AIM OF THE TASK: Pick up the forum answer below on when quadratic rings of integers are unique factorization domains, and continue it from its final sentence.

SOURCE DOCUMENT:
┌──
When are quadratic rings of integers unique factorization domains?
Solution 1:
I wouldn't be so quick to discount the value of going through the list one by one. For this post, let's stipulate $D < 0$ throughout.
You've noticed $-2$ is the only even value on there, right? If $D$ is even, then $D = (\sqrt D)^2$, which is obvious enough. But if $D$ is even and composite, it means that $N(z) = 2$ for $z \in \mathcal{O}_{\mathbb{Q}(\sqrt D)}$ is impossible. So then $2$ is irreducible, yet $D = 2 \times x = (\sqrt D)^2$, where $x \in \mathcal{O}_{\mathbb{Q}(\sqrt D)}$ also.
You've also noticed that $-5$ is not on the list either. Neither is $-13$, $-17$, $-29$, etc. What these numbers have in common, besides being odd, is that they are congruent to $3 \bmod 4$ (remember that congruence gets "flipped" for negative numbers, so $-3 \equiv 1 \bmod 4$, not $3 \bmod 4$).
└──
Photo object pointing entries:
┌──
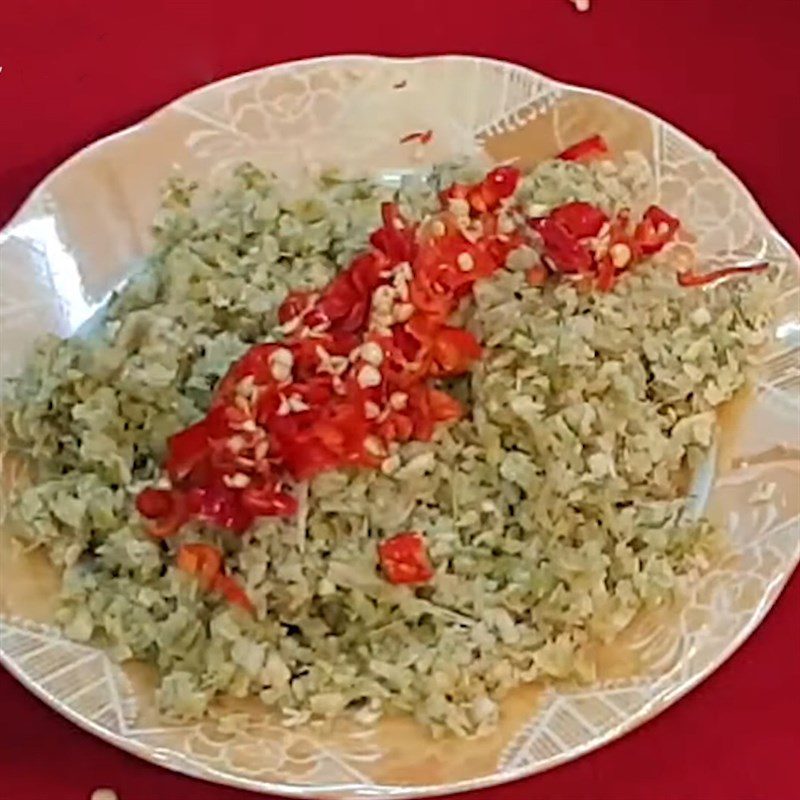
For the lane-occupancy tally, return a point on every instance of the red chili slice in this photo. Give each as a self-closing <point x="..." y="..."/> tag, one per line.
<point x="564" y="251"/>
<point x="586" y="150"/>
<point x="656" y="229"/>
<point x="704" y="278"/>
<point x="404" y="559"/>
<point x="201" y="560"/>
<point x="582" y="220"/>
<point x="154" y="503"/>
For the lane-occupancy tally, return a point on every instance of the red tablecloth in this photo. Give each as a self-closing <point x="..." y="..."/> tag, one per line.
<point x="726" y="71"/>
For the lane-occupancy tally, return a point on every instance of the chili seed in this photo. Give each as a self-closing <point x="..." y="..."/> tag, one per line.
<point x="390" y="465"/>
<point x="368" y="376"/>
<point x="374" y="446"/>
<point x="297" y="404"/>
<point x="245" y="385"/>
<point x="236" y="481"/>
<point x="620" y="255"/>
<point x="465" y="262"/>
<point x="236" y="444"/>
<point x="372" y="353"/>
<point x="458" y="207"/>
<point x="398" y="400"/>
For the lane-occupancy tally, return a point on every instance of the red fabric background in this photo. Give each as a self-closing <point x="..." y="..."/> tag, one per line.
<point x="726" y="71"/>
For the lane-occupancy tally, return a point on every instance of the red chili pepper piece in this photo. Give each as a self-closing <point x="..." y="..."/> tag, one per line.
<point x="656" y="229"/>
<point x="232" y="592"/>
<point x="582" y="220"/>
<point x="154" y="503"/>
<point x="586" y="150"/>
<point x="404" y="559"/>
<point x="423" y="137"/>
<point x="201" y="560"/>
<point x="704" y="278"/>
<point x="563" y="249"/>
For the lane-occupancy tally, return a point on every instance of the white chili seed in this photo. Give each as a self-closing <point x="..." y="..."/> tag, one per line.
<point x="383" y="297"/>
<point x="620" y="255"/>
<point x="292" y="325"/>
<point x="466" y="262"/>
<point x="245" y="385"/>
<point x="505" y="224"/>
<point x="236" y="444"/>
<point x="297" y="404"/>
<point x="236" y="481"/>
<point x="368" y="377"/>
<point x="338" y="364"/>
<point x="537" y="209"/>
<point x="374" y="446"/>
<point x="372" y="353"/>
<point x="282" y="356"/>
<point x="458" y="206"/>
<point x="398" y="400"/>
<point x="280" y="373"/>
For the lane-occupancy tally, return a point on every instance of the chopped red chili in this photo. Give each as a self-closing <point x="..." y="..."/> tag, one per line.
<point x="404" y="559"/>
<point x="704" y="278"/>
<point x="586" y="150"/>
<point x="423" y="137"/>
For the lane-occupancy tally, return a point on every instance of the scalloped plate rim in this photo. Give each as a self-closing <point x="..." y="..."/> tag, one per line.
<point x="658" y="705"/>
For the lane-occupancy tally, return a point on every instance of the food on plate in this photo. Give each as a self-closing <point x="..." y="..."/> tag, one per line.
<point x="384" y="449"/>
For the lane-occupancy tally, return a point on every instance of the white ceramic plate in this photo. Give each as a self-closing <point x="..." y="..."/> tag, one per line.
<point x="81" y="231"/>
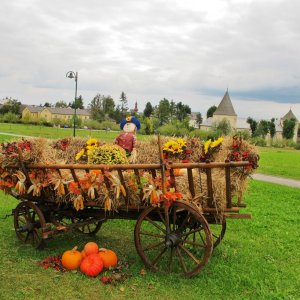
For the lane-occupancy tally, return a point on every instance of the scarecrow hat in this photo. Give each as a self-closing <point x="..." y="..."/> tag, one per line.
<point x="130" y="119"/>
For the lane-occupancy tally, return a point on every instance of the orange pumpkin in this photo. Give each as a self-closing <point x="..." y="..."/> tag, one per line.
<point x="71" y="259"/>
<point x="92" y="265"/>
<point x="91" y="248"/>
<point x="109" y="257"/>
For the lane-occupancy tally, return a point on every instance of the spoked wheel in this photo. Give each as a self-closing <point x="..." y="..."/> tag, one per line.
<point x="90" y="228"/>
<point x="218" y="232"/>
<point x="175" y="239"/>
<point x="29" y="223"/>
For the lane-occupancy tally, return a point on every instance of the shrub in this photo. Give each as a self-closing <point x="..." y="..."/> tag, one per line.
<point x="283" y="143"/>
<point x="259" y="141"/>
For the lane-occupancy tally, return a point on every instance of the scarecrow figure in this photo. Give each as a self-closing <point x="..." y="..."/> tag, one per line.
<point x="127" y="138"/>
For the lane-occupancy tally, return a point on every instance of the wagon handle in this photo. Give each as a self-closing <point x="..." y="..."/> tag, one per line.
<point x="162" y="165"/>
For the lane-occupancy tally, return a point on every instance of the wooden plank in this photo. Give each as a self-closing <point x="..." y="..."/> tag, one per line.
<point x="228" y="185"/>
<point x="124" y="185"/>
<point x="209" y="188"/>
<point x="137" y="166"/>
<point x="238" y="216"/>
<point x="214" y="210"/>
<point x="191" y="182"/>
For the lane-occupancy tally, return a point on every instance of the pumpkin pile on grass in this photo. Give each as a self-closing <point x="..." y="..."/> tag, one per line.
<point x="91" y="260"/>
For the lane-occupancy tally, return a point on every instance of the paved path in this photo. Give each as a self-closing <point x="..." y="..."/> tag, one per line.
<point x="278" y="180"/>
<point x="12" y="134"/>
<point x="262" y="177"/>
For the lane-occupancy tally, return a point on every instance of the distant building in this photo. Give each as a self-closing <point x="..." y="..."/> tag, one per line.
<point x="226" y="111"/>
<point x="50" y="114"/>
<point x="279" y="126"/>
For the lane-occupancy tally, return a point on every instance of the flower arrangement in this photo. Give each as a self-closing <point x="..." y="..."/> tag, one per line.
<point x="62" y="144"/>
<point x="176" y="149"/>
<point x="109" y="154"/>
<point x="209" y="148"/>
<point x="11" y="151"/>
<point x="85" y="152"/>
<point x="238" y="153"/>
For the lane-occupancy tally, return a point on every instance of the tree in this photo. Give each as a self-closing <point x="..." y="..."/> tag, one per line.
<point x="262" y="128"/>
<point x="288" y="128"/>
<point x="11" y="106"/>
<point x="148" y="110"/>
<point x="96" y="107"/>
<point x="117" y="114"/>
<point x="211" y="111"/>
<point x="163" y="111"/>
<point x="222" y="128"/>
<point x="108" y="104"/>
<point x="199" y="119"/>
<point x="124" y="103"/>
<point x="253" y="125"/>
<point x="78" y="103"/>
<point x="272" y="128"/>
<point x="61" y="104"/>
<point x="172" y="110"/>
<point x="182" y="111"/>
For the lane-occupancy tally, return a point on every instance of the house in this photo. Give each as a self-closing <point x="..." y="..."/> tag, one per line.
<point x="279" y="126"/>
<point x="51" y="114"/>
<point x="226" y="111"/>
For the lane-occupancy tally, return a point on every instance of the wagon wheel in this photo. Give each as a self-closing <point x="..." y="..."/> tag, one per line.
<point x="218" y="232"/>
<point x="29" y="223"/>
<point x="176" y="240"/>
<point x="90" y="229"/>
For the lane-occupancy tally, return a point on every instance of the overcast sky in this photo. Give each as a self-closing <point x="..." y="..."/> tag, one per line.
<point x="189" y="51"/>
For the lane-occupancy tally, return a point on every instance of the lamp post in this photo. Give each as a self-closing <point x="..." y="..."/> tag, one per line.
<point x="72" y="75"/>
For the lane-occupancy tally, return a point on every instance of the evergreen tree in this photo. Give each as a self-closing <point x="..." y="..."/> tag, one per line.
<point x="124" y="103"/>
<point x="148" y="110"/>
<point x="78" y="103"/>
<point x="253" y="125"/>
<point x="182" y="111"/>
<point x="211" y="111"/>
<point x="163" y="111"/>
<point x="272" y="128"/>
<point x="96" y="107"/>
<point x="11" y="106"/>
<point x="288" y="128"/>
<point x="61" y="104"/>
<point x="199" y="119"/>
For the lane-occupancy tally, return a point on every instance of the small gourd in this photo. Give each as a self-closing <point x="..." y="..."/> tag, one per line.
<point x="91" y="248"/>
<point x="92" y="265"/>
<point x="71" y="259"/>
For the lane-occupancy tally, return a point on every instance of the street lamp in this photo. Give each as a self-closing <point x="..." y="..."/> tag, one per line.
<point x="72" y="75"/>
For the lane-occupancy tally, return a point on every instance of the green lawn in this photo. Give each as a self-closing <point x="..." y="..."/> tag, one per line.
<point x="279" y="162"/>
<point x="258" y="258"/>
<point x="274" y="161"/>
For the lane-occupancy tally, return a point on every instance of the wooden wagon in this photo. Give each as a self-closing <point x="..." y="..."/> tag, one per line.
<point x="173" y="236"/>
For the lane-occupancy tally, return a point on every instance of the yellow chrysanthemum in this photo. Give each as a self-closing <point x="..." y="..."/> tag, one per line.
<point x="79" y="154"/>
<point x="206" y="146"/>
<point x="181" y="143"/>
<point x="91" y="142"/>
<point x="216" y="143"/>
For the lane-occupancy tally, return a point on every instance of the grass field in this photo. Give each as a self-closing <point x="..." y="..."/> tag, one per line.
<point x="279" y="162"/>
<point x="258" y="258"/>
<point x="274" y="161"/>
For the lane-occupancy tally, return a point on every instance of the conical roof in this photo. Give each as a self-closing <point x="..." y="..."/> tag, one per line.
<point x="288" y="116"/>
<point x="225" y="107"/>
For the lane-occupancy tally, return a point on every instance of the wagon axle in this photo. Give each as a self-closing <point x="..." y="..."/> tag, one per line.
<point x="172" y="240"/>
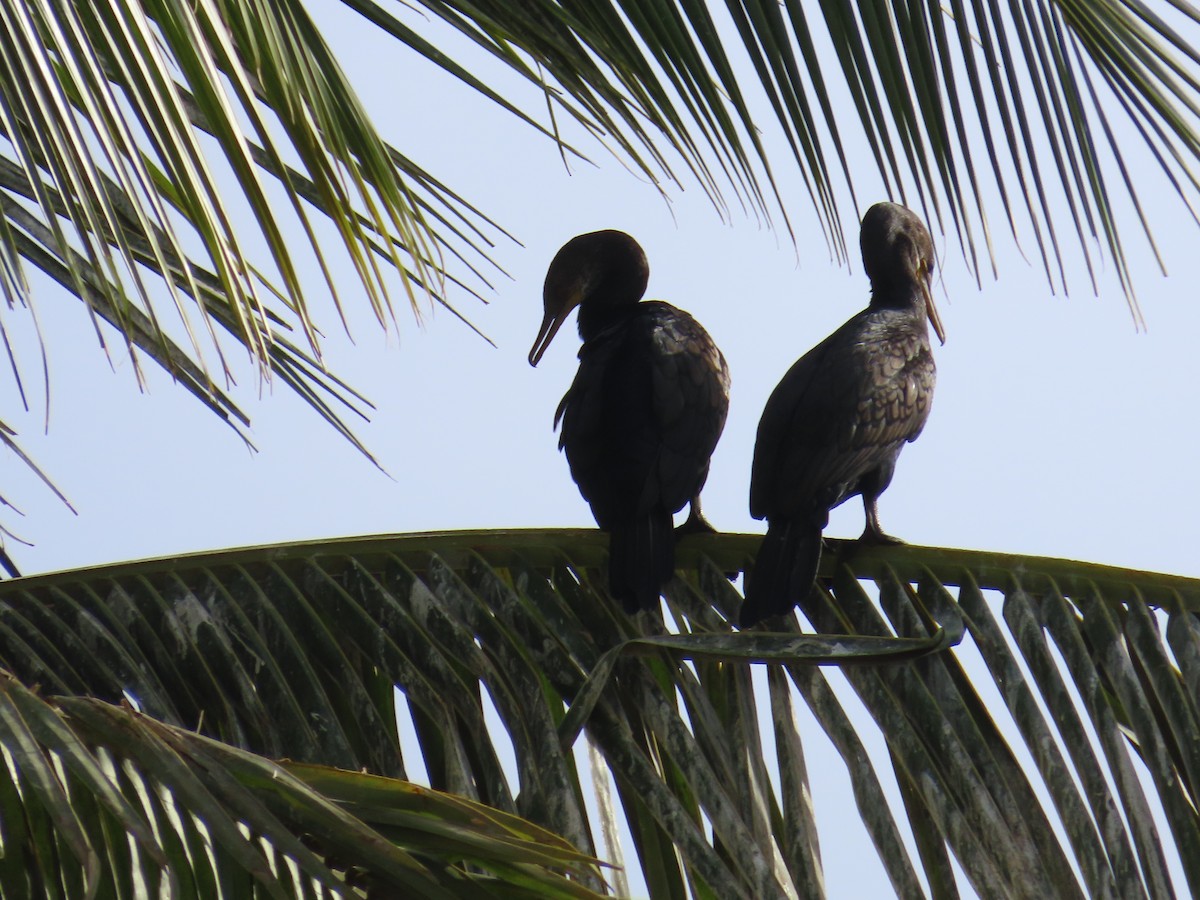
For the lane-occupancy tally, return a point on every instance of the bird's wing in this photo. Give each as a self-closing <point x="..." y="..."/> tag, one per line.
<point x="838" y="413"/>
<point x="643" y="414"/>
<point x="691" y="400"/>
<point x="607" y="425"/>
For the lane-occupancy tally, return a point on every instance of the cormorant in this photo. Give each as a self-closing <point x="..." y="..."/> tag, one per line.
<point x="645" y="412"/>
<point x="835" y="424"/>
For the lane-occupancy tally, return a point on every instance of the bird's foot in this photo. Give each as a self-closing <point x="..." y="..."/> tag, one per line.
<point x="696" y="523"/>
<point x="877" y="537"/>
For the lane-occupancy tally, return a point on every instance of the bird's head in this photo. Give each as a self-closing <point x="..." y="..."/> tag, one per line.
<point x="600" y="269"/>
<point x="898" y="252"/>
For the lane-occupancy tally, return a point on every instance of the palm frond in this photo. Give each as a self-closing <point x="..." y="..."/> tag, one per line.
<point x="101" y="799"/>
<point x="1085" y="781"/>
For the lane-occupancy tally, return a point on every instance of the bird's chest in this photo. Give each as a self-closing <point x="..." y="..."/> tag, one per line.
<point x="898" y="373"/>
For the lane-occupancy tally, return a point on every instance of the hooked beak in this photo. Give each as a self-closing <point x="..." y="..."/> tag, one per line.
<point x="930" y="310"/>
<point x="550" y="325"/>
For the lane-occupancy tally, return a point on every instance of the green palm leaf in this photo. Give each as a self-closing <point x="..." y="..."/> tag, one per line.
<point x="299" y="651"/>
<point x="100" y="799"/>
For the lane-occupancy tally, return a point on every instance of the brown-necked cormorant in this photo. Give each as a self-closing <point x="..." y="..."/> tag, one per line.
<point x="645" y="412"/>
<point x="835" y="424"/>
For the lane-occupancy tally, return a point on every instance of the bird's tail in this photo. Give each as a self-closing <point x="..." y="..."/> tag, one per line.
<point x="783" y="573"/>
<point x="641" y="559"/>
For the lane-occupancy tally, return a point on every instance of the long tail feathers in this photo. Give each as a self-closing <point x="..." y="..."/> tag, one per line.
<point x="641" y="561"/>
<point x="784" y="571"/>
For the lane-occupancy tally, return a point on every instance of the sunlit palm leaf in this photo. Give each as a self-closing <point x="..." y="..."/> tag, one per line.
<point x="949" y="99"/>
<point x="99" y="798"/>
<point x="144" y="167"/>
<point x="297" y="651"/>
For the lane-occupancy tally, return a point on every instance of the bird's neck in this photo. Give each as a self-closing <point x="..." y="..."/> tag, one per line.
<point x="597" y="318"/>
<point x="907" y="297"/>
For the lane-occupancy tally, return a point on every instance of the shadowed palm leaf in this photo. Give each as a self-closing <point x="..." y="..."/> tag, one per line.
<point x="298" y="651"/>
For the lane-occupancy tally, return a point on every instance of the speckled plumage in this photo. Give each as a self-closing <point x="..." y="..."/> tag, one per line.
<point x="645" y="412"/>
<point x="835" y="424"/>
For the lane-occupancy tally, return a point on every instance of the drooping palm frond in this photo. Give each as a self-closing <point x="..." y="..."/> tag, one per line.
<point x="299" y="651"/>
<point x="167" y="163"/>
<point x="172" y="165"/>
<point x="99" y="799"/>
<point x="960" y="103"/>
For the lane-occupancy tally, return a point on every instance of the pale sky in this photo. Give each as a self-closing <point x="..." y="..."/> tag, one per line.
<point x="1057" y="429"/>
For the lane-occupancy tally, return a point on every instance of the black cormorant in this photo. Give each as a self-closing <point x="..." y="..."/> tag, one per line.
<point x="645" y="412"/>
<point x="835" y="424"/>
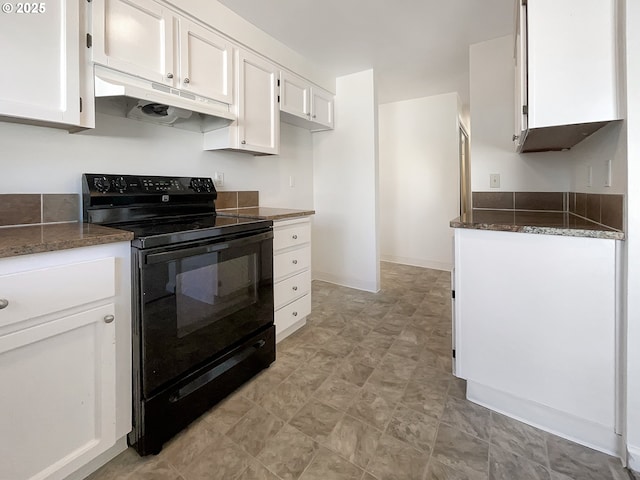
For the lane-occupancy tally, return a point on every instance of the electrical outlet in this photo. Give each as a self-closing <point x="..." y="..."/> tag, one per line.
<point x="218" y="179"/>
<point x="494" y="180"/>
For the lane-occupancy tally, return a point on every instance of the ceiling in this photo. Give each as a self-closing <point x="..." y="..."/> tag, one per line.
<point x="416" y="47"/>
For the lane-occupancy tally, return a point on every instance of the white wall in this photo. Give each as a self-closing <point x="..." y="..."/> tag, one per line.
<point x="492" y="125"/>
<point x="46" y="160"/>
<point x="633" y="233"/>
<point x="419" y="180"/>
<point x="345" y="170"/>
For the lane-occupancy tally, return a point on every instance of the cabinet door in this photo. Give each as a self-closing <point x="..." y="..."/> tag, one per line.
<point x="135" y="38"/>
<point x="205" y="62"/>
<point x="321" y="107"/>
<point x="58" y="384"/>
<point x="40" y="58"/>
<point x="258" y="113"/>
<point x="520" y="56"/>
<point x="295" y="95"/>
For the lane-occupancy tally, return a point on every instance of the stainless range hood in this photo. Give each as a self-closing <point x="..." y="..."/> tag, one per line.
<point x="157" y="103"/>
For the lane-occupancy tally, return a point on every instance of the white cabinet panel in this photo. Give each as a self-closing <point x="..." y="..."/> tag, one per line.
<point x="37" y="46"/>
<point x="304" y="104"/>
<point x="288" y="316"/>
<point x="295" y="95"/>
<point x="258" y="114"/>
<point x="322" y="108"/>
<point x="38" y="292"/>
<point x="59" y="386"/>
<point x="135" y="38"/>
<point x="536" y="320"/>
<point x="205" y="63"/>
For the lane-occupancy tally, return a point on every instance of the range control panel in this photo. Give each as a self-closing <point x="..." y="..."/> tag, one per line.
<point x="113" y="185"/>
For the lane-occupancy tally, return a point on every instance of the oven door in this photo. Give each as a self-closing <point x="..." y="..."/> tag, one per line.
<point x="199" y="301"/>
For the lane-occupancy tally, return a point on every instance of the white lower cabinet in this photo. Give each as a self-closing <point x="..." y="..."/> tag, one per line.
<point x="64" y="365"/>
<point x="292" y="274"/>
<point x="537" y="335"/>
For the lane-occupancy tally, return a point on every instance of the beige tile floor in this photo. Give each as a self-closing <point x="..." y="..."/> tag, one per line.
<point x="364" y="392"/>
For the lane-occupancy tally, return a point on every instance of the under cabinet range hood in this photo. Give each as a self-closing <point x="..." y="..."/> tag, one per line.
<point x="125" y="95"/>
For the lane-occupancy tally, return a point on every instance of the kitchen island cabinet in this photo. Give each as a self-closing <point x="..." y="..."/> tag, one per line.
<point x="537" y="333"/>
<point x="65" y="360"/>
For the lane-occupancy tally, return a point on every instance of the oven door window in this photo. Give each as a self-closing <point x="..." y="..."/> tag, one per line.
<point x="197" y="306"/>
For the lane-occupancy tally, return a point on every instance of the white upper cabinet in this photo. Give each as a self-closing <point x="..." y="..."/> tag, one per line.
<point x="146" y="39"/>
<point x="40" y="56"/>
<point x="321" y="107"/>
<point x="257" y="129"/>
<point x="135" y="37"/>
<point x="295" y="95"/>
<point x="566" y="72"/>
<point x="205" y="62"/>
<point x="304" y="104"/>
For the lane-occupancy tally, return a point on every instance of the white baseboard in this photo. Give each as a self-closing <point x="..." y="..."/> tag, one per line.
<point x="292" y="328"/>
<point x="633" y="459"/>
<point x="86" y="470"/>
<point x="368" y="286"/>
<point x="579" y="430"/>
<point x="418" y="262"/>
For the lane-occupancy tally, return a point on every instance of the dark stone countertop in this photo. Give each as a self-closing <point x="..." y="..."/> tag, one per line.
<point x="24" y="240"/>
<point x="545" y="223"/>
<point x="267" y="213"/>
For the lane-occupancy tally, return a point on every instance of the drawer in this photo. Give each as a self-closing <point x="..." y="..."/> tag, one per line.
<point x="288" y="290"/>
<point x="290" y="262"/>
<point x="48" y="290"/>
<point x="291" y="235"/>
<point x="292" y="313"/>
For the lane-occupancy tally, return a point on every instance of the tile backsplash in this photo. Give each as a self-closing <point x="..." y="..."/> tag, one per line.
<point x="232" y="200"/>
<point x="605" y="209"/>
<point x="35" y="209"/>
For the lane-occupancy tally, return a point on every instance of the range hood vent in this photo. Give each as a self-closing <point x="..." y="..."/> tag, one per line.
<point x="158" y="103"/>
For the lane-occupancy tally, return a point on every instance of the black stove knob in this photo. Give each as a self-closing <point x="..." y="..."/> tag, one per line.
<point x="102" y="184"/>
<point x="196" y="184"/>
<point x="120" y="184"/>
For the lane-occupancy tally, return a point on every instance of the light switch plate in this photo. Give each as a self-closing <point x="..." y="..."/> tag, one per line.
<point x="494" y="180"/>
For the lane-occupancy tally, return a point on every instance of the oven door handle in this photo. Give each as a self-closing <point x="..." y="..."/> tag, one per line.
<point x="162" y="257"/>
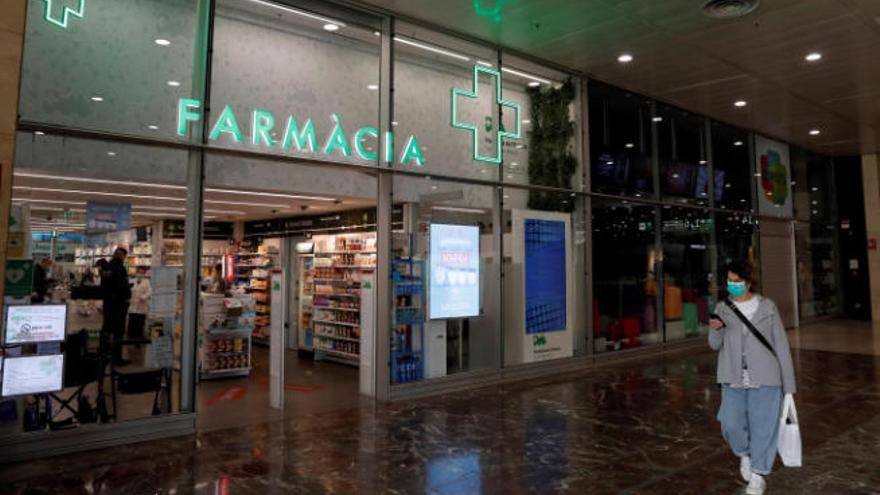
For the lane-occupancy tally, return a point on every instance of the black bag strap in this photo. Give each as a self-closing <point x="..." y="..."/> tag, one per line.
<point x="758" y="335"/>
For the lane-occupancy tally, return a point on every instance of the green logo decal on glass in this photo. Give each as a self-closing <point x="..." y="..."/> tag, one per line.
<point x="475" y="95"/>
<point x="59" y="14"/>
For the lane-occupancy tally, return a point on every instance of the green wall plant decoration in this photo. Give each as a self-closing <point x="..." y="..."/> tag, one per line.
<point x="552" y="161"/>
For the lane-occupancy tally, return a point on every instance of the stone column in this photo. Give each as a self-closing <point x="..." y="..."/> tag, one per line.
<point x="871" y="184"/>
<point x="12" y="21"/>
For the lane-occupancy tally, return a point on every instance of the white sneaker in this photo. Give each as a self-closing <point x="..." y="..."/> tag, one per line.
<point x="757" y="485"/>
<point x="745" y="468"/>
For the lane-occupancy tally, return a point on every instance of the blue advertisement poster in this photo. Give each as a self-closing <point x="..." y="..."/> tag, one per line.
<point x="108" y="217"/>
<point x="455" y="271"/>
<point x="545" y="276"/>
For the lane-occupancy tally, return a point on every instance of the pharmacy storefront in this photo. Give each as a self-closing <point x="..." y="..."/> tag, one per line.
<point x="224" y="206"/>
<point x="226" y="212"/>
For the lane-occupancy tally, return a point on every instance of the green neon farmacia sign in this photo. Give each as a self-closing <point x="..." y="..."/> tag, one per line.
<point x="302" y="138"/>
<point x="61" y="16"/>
└──
ANSWER:
So, if $D \equiv 3 \bmod 4$, then $N(1 + \sqrt D) = -D + 1$, which is even. But in this domain, it turns out that $N(z) = 2$ is also impossible. Which means that $-D + 1$ has at least two distinct factorizations. Thus $D = -5$ gives us the classic example $6 = 2 \times 3 = (1 - \sqrt{-5})(1 + \sqrt{-5})$.
Now let's say $D \equiv 1 \bmod 4$ instead. Then it's still the case that $-D + 1 = (1 - \sqrt{D})(1 + \sqrt{D})$, but... $$\frac{1 - \sqrt{D}}{2}, \frac{1 + \sqrt{D}}{2}$$ are also algebraic integers, both with minimal polynomial $$x^2 - x + \frac{-D + 1}{4},$$ e.g., $$\frac{1 - \sqrt{-43}}{2}, \frac{1 + \sqrt{-43}}{2}$$ both have the polynomial $x^2 - x + 11$.
Therefore, the full factorization of $44$ in this domain is not $(1 - \sqrt{-43})(1 + \sqrt{-43})$ but $$2^2 \left(\frac{1 - \sqrt{-43}}{2}\right) \left(\frac{1 + \sqrt{-43}}{2}\right).$$
Why this doesn't work out for $D \leq -167$ is quite a bit more involved, maybe someone else will address that.
Solution 2:
I do think there is an intuitive reason, and it has to do with the number 41. You know that $n^2 + n + 41$ is prime for all $0 \leq n < 40$? Of course it's composite for $n = 41$ (and less obviously for $n = 40$).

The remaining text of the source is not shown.